* Text block
╭──

CDT Day 17: May 22, 2025

Start: Lower Scorpion Campground 

Stop: Gila Alternate mile 60.1

Today’s Miles: 18.4

Total CDT miles: 210.3

I think I hit the majority of all the different feelings today. Pure awe, excitement, happiness, pure misery and pain, and several others in between. 

The night sky was so unbelievably beautiful last night. Once I finally fell asleep, I slept hard. I woke up to both Special K and Pebbles being mostly packed and starting to walk out of camp. It was 6:25. Lord have mercy. 

I quickly packed and started walking to where they went: Gila Cliff Dwellings National Monument. I left camp at 6:45. Pretty quick, especially for me! Not even half way down the road to the dwellings, Special K was walking back towards me. Odd.

“They don’t open until 9am,” she calls over to me. Hmm. So glad I rushed then. She hiked out, I continued walking and saw Pebbles sitting on a bench outside the gift shop/dwellings entrance.

We both quickly agreed that we’d wait for the cliff dwellings to open, because we’ve never been here before and who knows if we’ll ever make it back. The trail isn’t going anywhere and we’re here now. So, I sat down next to him and we hung out until they opened. Just before the rangers started rolling in, along with other guests coming too, I saw 2 javelinas behind the building. Pretty cool!

I went into the gift shop when it opened and looked around.. and got my “national monument” stamp to send home. Then, we followed the trail to the cliff dwellings once the ranger opened it up. It was really cool to see how the people native to this land lived-how they created their homes into the rocky cliffs. We got to walk through the simple rooms and imagine what it would be like to live up there, with views for miles and safety within the rocks. 

We got back to the visitors center and gift shop before 10am, used the bathroom, filled up water, and said our goodbyes to the sweet ranger standing out front. By 10am, it was already so hot-with the high getting up to 91 degrees! We had to walk down the main road, join the High Route, which meant climbing up and across hot, exposed grasslands (the grasses were dried out and brown), only to start making our way down into the canyon to rejoin the Gila Alternate Low Route. 

The trail that connects the high route with the low route is called “Little Bear Canyon” and it was beautiful. It’s a slot canyon with the huge canyon walls jutting up all around, casting shade.. thank the good lord! The creek running down the middle was low enough that our feet never got wet. Before we knew it, it was spitting us out at the Gila River and the trail for the low route along the river itself.

╰──

* Provided information
╭──

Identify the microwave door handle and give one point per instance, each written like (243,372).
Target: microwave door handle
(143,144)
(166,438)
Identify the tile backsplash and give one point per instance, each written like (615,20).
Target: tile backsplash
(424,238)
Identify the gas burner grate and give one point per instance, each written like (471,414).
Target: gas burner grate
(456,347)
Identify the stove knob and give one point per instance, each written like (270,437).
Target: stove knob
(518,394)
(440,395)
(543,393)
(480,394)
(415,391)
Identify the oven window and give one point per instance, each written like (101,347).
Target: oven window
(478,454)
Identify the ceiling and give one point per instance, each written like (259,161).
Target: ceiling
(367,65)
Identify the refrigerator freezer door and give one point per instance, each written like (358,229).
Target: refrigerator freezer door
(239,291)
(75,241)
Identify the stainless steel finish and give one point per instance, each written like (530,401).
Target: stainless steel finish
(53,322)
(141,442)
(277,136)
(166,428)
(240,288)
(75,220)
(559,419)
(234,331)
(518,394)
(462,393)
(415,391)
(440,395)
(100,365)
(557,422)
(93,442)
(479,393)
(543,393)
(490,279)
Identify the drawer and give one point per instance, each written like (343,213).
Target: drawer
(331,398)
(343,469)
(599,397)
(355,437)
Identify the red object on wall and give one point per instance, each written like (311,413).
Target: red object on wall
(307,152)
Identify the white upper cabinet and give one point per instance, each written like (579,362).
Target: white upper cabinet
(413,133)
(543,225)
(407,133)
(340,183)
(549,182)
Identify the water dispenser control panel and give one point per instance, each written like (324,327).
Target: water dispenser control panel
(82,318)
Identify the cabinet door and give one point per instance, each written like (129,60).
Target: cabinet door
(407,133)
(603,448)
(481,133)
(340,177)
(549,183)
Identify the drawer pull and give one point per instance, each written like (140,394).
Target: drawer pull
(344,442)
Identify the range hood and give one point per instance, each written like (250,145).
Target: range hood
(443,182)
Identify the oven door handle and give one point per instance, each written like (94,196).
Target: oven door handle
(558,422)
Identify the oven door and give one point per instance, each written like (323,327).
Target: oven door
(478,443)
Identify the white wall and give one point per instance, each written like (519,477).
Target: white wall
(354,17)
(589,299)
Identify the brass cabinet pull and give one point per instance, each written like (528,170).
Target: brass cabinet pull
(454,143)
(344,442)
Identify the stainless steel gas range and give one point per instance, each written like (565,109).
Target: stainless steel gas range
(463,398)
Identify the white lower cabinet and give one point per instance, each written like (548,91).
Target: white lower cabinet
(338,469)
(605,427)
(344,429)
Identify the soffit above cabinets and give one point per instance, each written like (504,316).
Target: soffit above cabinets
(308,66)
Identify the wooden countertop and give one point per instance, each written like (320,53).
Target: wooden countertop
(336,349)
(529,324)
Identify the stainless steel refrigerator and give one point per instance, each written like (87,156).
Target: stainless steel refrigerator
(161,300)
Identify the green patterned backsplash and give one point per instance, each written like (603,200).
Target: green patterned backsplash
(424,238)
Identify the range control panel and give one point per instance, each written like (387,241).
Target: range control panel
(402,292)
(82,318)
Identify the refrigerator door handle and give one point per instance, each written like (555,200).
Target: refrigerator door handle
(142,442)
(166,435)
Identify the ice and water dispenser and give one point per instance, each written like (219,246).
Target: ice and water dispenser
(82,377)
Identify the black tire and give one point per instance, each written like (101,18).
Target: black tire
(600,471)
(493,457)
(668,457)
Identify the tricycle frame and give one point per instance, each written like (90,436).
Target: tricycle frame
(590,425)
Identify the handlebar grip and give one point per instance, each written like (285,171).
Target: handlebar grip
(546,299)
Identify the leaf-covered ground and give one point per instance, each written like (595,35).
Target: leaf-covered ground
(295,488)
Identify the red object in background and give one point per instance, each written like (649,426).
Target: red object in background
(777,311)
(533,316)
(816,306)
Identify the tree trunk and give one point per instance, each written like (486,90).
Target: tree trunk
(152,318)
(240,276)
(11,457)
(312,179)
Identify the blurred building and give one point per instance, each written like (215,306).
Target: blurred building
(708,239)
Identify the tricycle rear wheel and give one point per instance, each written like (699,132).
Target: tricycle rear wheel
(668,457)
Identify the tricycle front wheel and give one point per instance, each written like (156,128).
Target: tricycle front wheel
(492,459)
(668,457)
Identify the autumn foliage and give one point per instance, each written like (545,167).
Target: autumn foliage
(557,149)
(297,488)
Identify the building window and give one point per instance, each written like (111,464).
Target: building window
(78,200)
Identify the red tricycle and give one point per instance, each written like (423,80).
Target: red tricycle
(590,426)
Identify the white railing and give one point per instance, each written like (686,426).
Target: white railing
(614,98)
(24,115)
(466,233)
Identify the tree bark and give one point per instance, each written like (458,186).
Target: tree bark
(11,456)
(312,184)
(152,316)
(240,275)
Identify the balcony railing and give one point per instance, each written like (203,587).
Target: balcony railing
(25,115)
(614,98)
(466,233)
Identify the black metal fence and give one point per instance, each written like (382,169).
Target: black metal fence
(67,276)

╰──

* Stated problem 1
Please rewrite the trail journal entry starting at "Today’s Miles: 18.4" and ending at "gift shop/dwellings entrance.", with "bench" swapped for "rock".
* Stated problem 2
Answer these about the trail journal entry:
(a) At what time did the writer leave camp?
(b) What was the day's high temperature?
(c) What is the name of the trail connecting the high route with the low route?

* Correct result 1
Today’s Miles: 18.4

Total CDT miles: 210.3

I think I hit the majority of all the different feelings today. Pure awe, excitement, happiness, pure misery and pain, and several others in between. 

The night sky was so unbelievably beautiful last night. Once I finally fell asleep, I slept hard. I woke up to both Special K and Pebbles being mostly packed and starting to walk out of camp. It was 6:25. Lord have mercy. 

I quickly packed and started walking to where they went: Gila Cliff Dwellings National Monument. I left camp at 6:45. Pretty quick, especially for me! Not even half way down the road to the dwellings, Special K was walking back towards me. Odd.

“They don’t open until 9am,” she calls over to me. Hmm. So glad I rushed then. She hiked out, I continued walking and saw Pebbles sitting on a rock outside the gift shop/dwellings entrance.

* Correct result 2
(a) 6:45
(b) 91 degrees
(c) Little Bear Canyon